* _STATED GOAL_
Extract every entry word for word.

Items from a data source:
↓

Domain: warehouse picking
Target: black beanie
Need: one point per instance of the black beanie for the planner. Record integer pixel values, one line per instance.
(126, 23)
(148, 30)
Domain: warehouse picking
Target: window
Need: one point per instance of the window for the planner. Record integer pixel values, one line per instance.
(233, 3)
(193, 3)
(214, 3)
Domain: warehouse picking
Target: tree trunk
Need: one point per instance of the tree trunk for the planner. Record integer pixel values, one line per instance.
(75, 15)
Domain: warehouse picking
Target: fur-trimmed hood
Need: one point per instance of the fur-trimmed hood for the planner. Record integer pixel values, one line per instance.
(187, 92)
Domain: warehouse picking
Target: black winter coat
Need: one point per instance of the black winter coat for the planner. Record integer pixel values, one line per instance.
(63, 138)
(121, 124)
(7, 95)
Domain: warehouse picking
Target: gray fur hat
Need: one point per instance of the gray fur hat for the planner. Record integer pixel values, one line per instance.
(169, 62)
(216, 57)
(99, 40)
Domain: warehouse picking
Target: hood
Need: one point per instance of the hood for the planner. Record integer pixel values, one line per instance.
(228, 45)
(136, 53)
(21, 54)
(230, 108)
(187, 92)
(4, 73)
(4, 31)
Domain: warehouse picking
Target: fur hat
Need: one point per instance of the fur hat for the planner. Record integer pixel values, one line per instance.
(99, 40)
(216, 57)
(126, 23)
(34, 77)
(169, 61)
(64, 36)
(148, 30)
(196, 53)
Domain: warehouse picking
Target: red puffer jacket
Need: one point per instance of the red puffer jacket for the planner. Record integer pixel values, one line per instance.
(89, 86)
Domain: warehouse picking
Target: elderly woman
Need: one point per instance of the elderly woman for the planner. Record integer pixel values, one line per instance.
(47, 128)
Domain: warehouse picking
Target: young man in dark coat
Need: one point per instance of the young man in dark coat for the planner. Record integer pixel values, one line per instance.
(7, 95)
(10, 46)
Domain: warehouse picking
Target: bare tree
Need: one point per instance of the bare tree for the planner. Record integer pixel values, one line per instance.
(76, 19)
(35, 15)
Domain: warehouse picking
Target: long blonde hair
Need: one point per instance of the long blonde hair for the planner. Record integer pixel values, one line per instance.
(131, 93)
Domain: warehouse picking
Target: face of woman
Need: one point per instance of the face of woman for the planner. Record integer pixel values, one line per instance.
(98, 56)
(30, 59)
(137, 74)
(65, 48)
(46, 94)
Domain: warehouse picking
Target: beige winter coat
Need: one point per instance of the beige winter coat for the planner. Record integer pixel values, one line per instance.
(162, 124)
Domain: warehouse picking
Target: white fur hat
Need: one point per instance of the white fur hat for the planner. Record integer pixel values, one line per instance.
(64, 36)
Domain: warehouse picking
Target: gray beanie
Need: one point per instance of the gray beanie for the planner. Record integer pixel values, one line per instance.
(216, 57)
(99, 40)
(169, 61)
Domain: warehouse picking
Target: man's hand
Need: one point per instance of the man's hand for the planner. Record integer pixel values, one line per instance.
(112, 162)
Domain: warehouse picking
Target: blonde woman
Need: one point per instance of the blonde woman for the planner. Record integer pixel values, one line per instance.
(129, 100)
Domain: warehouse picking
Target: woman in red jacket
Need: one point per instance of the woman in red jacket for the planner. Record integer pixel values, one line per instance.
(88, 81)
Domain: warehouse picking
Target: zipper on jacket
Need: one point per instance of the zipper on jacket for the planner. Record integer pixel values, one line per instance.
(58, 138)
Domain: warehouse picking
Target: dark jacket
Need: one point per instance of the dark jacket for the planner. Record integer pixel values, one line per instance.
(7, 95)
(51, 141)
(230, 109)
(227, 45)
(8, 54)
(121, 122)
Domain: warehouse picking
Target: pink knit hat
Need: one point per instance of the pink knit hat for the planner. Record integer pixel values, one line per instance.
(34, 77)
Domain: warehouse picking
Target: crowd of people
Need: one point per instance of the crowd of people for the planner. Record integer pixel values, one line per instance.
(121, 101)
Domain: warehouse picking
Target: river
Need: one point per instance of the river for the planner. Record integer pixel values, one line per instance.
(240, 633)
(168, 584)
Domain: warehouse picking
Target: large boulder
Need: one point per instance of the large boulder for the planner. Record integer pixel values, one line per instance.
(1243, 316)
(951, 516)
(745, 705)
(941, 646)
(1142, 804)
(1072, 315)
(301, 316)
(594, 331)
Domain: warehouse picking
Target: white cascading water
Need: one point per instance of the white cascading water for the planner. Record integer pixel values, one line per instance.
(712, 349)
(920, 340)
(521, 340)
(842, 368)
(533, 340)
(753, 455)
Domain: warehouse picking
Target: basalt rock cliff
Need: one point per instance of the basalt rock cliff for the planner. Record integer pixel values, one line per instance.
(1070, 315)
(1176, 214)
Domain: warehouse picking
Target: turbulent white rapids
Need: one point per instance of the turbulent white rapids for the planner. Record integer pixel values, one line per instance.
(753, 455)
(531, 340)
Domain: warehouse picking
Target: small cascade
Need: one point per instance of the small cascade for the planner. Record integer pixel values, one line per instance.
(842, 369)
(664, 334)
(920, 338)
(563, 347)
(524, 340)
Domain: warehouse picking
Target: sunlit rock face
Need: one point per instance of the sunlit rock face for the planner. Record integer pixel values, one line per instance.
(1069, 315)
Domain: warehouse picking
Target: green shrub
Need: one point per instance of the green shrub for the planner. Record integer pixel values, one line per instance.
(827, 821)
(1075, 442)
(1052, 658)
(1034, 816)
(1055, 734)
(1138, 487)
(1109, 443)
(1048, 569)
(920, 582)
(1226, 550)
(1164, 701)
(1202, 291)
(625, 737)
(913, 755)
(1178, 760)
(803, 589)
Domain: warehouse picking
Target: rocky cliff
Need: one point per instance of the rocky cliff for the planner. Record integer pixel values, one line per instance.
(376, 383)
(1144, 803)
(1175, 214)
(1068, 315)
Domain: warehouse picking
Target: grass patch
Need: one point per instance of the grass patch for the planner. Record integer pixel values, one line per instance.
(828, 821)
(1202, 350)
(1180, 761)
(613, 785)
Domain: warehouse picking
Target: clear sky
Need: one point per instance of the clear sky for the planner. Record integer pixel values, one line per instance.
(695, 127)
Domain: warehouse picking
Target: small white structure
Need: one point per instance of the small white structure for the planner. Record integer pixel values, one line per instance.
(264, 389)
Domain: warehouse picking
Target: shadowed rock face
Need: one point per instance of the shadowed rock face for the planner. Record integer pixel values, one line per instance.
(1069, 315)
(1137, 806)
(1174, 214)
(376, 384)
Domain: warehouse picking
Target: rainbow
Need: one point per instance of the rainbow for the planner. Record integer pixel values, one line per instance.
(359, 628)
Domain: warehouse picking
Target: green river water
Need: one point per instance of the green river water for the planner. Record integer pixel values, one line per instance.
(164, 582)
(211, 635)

↑

* _OUTPUT OF THE EXERCISE_
Domain: warehouse picking
Target: black beanie
Need: one point per instance of the black beanie for the planner. Record integer pixel values, one line per instance.
(126, 23)
(148, 30)
Domain: warehouse picking
Target: window
Need: one point per instance of the window for the planner. Record integer pixel values, one line per instance.
(233, 3)
(193, 3)
(214, 3)
Domain: warehouse picking
Target: tree trunk
Need: one point per instance of the tree trunk for the planner. Record integer pixel values, one line per instance.
(75, 15)
Domain: warehouse picking
Target: fur-trimmed hood
Need: one point per instance of the fur-trimmed hood for the planner. Record integer pixel values, one line per instance.
(187, 92)
Domain: warehouse picking
Target: black winter coat
Need: one point per instance of the black winter coat for the planner. Record integer pixel values, one line per instance.
(63, 138)
(121, 124)
(7, 95)
Domain: warehouse picking
Target: gray fur hat
Need: one point per instance of the gray fur hat for the planner. Record integer pixel values, one line per instance.
(169, 62)
(216, 57)
(99, 40)
Domain: warehouse picking
Target: hood
Need: one point per instance of the hood for the planner. Record integer pixel values, one line per instance.
(228, 45)
(136, 53)
(21, 54)
(230, 108)
(187, 92)
(4, 73)
(4, 31)
Domain: warehouse picking
Target: fur hat
Need: one point per instance of the fur hat for the planner. Record integer pixel values, one line per instance.
(99, 40)
(216, 57)
(126, 23)
(34, 77)
(169, 61)
(64, 36)
(148, 30)
(196, 53)
Domain: warehouse picking
Target: red puffer jacket
Need: one point per instance of the red puffer jacket for the planner. Record integer pixel values, one line per instance.
(89, 86)
Domain: warehouse picking
Target: elderly woman
Need: one point per instance of the elderly woman for the planner. Record integer pixel values, one line per instance.
(47, 128)
Domain: warehouse picking
Target: young man in dark coat
Need: one point per instance of the young man in dark coat for the planner. Record integer pixel values, one line per instance.
(7, 95)
(10, 46)
Domain: warehouse picking
Target: bare tree
Need: one point per instance of the bare tree for the planner. Record integer pixel values, one line per instance.
(76, 19)
(35, 15)
Domain: warehouse picking
Target: long blonde hair
Need: one point per instance of the long blonde hair for the planner. Record integer pixel values, one line per instance.
(131, 93)
Domain: warehouse picking
Target: face of woman
Need: one point per instance of the face of woman for the planner. Record integer pixel values, one line per instance.
(98, 56)
(30, 59)
(137, 74)
(65, 48)
(46, 94)
Domain: warehouse picking
Target: beige winter coat
Need: one point per instance of the beige winter coat for the planner. Record integer pixel values, one line per instance.
(162, 124)
Domain: warehouse picking
Target: white fur hat
Need: one point per instance of the white fur hat for the planner. Record integer pixel values, one line per instance.
(64, 36)
Domain: warehouse picking
Target: gray beanie
Need: one point per instance of the gray beanie for the planner. Record integer pixel values, one line per instance.
(216, 57)
(99, 40)
(169, 61)
Domain: warehouse picking
Target: man's hand
Need: one point per instance of the man's hand for the planner. Record integer pixel values, one line per instance.
(112, 162)
Domain: warehouse picking
Target: blonde woman
Need: one point per instance of the blonde woman for the planner. Record integer pixel values, one line per instance.
(129, 100)
Domain: warehouse picking
Target: woman in red jacket
Need: one point per instance of the woman in red jacket for the planner. Record integer pixel values, one line per instance.
(88, 81)
Domain: warehouse picking
Target: zipper on jacket
Need: one point per instance of the zipper on jacket for the planner. Record integer pixel values, one line per instance.
(58, 138)
Domain: warehouse picking
Target: dark jacket
Need: one point per instance of the dark jacket for the planner. Record integer pixel values, one line per instance.
(7, 95)
(51, 141)
(230, 109)
(227, 45)
(8, 54)
(121, 122)
Domain: warehouse picking
Target: pink knit hat
Need: one point per instance of the pink knit hat for the planner. Record integer pixel values, one line per instance.
(34, 77)
Domain: warehouse picking
Target: crowd of people
Need: one point per instance of the crowd of people for the planner. Record integer pixel values, one line per instance.
(121, 101)
Domain: warehouse picking
Target: river
Need: one point per instance of the river for the planner. Record integer pixel values, one line per instance.
(240, 633)
(168, 584)
Domain: warehouse picking
Target: large boulder
Need: one point per instance of the large boulder for the planner. Record integer pixel values, one line per instance.
(1243, 316)
(951, 516)
(745, 705)
(941, 646)
(1142, 804)
(1072, 315)
(301, 316)
(594, 331)
Domain: warehouse picking
Target: white cascading water
Need: one point per instance of the white cascading water for the planner. Record integer pixel values, one line per instance.
(712, 349)
(920, 340)
(521, 340)
(842, 368)
(533, 340)
(753, 455)
Domain: warehouse picking
Target: basalt rock cliff
Need: one point per instance of the basalt rock cliff for the planner. Record integer pixel values, one line per instance.
(1070, 315)
(1176, 214)
Domain: warehouse picking
Target: turbulent white rapids
Need: one point per instance of the turbulent white rapids for the planner. Record integer pixel values, one line per instance.
(753, 455)
(531, 340)
Domain: warehouse picking
Target: small cascade
Need: one point per instance of the small cascade for the planner. Record integer pixel values, one line per instance.
(842, 369)
(664, 334)
(920, 338)
(563, 347)
(524, 340)
Domain: warehouse picking
Target: sunlit rock face
Need: one point per instance of the sunlit rock face for the planner. Record integer pixel values, one line per instance.
(1069, 315)
Domain: warehouse picking
Target: green shrub
Need: one point per instance of the green shrub for the planner. Record integer pixel values, one line per instance.
(827, 821)
(1075, 442)
(1052, 658)
(1034, 816)
(1055, 734)
(1138, 487)
(1109, 443)
(1048, 569)
(920, 582)
(1226, 550)
(1164, 701)
(1202, 291)
(625, 737)
(913, 755)
(1178, 760)
(803, 589)
Domain: warehouse picking
Target: rocky cliff
Need: one point per instance of the rocky cliff for the planner. Record integer pixel values, one line per instance.
(376, 383)
(1144, 803)
(1175, 214)
(1068, 315)
Domain: warehouse picking
Target: grass patch
Need: one point per instance of the grass patch for the planner. Record integer pixel values, one line per instance.
(828, 821)
(1202, 350)
(1180, 761)
(613, 785)
Domain: warehouse picking
Target: clear sky
Need: one point per instance of the clear sky for the planner. Record integer pixel values, one line per instance.
(695, 127)
Domain: warehouse picking
Target: small white structure
Need: one point per instance of the small white structure for the planner. Record integer pixel values, one line per instance.
(264, 389)
Domain: warehouse picking
Target: shadowed rock face
Need: one point per instance of the shadowed rock face for the planner. Record integer pixel values, one line per instance.
(1069, 315)
(1137, 806)
(1174, 214)
(376, 384)
Domain: warehouse picking
Target: rainbow
Need: one point per instance of the rainbow for the planner. Record integer pixel values, one line per instance.
(359, 628)
Domain: warehouse picking
Target: green river water
Need: one point per instance of the green river water for the planner. Record integer pixel values, one line per instance.
(164, 582)
(211, 635)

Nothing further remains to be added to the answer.